• **Written problem**
Count the lines in the rows below that contain the word "stadium", and reply with only that number.

• **The input**
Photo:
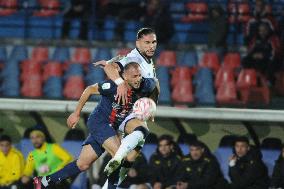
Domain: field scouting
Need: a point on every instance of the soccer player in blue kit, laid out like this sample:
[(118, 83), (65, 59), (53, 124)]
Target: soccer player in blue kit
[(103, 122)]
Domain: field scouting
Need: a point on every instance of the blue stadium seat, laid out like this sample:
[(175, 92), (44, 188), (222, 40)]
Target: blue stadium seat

--

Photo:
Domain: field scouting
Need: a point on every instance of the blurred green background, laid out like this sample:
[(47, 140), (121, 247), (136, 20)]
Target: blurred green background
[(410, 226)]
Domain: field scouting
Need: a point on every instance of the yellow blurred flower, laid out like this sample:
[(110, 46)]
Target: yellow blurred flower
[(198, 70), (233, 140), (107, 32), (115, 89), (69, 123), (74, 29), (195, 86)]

• **Complete response**
2